─── ESTRATTO DELLA PAGINA

Sembra tutto finito, e invece è solo l’inizio.
La sua seconda vita sarà la più dura, massacrante, ricca e vincente di sempre. Non solo tornerà (e rivincerà) a bordo di una monoposto, ma Zanardi diventerà il paraciclista più forte di tutti i tempi, vincendo, tra il 2012 e il 2019, 16 ori, 7 argenti e 1 bronzo tra Olimpiadi e Mondiali, oltre a diventare un simbolo mondiale di forza e resistenza alla vita.
Una mattina, in una scuola di Roma, durante un incontro con gli studenti, un ragazzo si alza e gli chiede quale sia il suo rapporto con la paura. Alex ci pensa un po’ su, poi risponde. “È possibile che, se il fulmine mi è arrivato tra capo e collo una volta, mi colpisca nuovamente, ma rimanere a casa per evitare e scongiurare quest’ipotesi significherebbe smettere di vivere.”

──────

:: COMPITO ASSEGNATO 1 ::
Ricopia dal brano su Zanardi il passo che va da "La sua seconda" fino a "resistenza alla vita." compreso.
:: COMPITO ASSEGNATO 2 ::
Rispondi in base al brano su Zanardi:
(a) In quale arco di anni Zanardi ha conquistato le sue medaglie tra Olimpiadi e Mondiali?
(b) Quante medaglie d'oro ha vinto in quel periodo?
(c) In quale città si trova la scuola in cui avviene l'incontro con gli studenti?
:: COMPITO ASSEGNATO 3 ::
Trasforma in un elenco il paragrafo del brano su Zanardi che comincia con "La sua seconda vita sarà", conservandone i fatti principali.

─── RIGHE

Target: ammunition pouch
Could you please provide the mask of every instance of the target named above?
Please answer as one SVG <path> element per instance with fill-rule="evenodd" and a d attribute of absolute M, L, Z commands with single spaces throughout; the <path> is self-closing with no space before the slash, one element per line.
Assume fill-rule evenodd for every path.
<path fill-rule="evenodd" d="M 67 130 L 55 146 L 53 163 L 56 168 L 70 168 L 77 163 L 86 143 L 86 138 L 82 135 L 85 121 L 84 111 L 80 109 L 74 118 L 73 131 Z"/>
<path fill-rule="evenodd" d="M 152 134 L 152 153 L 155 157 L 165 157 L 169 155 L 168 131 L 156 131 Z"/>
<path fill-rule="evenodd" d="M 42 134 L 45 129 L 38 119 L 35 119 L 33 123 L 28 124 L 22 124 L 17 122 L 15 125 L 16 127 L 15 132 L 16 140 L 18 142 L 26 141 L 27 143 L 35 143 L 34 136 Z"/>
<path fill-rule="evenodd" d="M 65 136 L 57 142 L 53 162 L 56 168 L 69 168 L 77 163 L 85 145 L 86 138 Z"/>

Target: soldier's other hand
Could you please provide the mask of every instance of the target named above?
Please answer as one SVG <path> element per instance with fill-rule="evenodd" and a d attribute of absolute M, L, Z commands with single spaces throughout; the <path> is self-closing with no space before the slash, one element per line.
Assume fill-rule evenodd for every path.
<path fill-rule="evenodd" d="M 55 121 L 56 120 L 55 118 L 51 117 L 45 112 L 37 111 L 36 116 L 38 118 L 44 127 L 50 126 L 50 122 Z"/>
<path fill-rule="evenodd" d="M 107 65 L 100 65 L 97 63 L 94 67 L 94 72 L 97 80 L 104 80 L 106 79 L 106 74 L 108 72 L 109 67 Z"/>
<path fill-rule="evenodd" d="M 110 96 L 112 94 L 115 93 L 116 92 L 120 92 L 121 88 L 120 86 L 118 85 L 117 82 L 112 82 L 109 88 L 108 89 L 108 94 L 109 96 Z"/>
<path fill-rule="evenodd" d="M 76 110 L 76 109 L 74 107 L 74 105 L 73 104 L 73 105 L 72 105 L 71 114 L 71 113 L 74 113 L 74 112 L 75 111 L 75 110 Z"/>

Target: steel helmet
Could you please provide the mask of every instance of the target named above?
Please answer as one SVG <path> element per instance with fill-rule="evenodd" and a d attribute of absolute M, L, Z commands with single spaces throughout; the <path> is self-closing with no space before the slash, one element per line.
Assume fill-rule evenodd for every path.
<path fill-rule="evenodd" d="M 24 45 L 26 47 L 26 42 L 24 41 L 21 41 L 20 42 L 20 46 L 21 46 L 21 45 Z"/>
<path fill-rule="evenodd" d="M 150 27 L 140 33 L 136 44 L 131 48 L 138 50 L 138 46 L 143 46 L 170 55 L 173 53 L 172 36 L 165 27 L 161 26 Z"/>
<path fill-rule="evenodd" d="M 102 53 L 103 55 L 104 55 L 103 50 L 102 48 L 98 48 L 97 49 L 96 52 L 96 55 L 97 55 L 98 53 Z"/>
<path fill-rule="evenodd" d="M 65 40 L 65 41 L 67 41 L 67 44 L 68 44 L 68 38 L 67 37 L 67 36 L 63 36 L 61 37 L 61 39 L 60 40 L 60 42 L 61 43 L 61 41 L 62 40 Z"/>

──────

:: RISULTATO CORRETTO 1 ::
La sua seconda vita sarà la più dura, massacrante, ricca e vincente di sempre. Non solo tornerà (e rivincerà) a bordo di una monoposto, ma Zanardi diventerà il paraciclista più forte di tutti i tempi, vincendo, tra il 2012 e il 2019, 16 ori, 7 argenti e 1 bronzo tra Olimpiadi e Mondiali, oltre a diventare un simbolo mondiale di forza e resistenza alla vita.

:: RISULTATO CORRETTO 2 ::
(a) Tra il 2012 e il 2019.
(b) 16 medaglie d'oro.
(c) A Roma.

:: RISULTATO CORRETTO 3 ::
- La seconda vita di Zanardi sarà la più dura, massacrante, ricca e vincente di sempre.
- Tornerà a gareggiare, e a vincere, su una monoposto.
- Diventerà il paraciclista più forte di tutti i tempi.
- Tra il 2012 e il 2019 vincerà 16 ori, 7 argenti e 1 bronzo tra Olimpiadi e Mondiali.
- Diventerà un simbolo mondiale di forza e resistenza alla vita.